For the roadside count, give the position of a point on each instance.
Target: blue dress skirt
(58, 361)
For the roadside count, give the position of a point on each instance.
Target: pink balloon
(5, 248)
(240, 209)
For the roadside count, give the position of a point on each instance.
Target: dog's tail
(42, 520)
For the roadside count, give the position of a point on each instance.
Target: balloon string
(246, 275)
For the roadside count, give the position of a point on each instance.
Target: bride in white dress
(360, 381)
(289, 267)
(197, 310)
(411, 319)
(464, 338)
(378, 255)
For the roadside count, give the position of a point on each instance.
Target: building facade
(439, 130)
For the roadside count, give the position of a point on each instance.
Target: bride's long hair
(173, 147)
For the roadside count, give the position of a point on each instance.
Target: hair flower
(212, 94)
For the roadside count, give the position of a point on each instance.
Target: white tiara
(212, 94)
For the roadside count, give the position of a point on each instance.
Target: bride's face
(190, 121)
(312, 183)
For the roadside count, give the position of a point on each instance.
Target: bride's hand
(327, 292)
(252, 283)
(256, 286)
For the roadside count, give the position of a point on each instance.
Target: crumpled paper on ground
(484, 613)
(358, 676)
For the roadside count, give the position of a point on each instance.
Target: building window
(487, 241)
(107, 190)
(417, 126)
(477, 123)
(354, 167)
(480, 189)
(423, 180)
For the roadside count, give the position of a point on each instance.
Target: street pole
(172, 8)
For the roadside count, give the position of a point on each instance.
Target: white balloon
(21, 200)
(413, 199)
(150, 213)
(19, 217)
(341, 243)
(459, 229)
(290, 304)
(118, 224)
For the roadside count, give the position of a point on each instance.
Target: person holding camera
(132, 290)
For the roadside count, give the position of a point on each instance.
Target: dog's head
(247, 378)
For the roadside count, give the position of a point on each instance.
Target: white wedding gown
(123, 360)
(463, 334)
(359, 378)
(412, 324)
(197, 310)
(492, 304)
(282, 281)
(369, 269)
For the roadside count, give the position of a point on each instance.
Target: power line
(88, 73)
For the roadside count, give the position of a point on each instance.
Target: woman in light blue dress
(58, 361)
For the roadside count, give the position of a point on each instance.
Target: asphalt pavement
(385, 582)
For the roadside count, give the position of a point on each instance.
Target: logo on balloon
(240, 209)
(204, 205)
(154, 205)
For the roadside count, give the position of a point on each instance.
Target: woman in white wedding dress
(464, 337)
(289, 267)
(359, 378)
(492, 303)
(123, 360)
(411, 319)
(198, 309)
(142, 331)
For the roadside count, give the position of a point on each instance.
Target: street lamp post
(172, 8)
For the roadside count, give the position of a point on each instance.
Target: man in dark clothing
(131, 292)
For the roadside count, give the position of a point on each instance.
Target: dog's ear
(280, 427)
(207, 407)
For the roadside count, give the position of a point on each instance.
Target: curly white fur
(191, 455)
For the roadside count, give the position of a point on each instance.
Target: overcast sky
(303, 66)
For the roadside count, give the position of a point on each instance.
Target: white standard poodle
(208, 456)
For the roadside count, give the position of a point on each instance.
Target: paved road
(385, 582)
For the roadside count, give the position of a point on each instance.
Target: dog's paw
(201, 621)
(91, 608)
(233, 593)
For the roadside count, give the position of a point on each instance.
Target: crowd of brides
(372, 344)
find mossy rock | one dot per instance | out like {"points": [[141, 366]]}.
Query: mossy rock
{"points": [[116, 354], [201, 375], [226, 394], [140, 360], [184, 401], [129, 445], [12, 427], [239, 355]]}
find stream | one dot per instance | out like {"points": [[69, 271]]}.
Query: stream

Problem description: Hand back the material above in full, exactly as written.

Reply to the task:
For the roadside count, give the position of a point on each instance.
Target: blue dress skirt
(58, 361)
For the roadside count, give the position of a point on each instance.
Target: pink balloon
(5, 248)
(240, 209)
For the roadside count, give the position of a point on each instance.
Target: dog's tail
(42, 520)
For the roadside count, give the position of a point on each instance.
Target: balloon string
(246, 275)
For the roadside count, give the position of a point on each instance.
Target: bride in white dress
(360, 381)
(289, 267)
(197, 310)
(411, 319)
(464, 338)
(378, 255)
For the roadside count, give the position of a point on each instance.
Target: building facade
(439, 130)
For the roadside count, give the position of a point on each instance.
Target: bride's long hair
(173, 147)
For the roadside count, give the position of a point on each instance.
Target: hair flower
(212, 94)
For the roadside count, give the position of a point on each instance.
Target: white tiara
(212, 94)
For the roadside count, give the position of a point on each instance.
Target: bride's face
(190, 121)
(312, 183)
For the roadside count, give the position of a point on each instance.
Target: bride's hand
(327, 292)
(252, 283)
(256, 286)
For the roadside count, give the position of a point on each instance.
Target: crumpled paper on ground
(484, 613)
(358, 676)
For the roadside count, give the position of a point on each instance.
Target: building window
(487, 241)
(107, 190)
(417, 126)
(477, 123)
(354, 167)
(480, 189)
(423, 180)
For the roadside count, give the position of a point on each instance.
Target: street pole
(172, 8)
For the roadside count, give the position of a point on each instance.
Target: white balloon
(21, 200)
(413, 199)
(150, 213)
(19, 217)
(341, 243)
(459, 229)
(290, 304)
(118, 224)
For the roadside count, give the position of a point on each instance.
Target: person holding camera
(132, 290)
For the roadside count, give the position of a point on each instance.
Target: dog's head
(247, 378)
For the roadside count, give the position of a point on each instance.
Target: white wedding gown
(123, 360)
(463, 334)
(359, 378)
(412, 324)
(197, 310)
(492, 304)
(282, 281)
(369, 269)
For the roadside count, give the position of a point on each instance.
Target: power line
(88, 73)
For the roadside count, give the position of a point on each instance.
Target: woman in light blue dress
(58, 361)
For the roadside count, give the position of a point on each instance.
Target: asphalt pavement
(385, 582)
For the roadside count, give the position of a point on each instance.
Target: logo on balloon
(240, 209)
(204, 205)
(154, 205)
For the roadside count, give the position of a point on each instance.
Target: woman in white wedding dress
(464, 337)
(289, 267)
(359, 378)
(492, 303)
(123, 360)
(411, 319)
(198, 309)
(142, 331)
For the roadside count, give the position of a point on each instance.
Target: street lamp post
(172, 8)
For the roadside count, give the position of a point on each instance.
Target: man in dark clothing
(131, 292)
For the roadside count, give the position of a point on each instance.
Target: dog's ear
(280, 427)
(207, 407)
For the roadside count, give the position of a point on each instance.
Target: curly white fur
(191, 455)
For the roadside count, give the position of a point on each instance.
Target: overcast sky
(303, 66)
For the roadside count, give the position of a point on each instance.
Target: white standard poodle
(208, 456)
For the roadside count, give the position of a point on each instance.
Target: paved road
(385, 582)
For the roadside count, give the position of a point on each instance.
Target: dog's paw
(201, 621)
(91, 608)
(233, 593)
For the roadside count, give the position of a point on each instance.
Target: crowd of brides
(372, 344)
find mossy rock | one dot per instance | out like {"points": [[141, 366]]}.
Query: mossy rock
{"points": [[116, 354], [201, 375], [226, 394], [140, 360], [184, 401], [129, 445], [12, 427], [239, 355]]}
find stream | one dot per instance | out like {"points": [[69, 271]]}.
Query: stream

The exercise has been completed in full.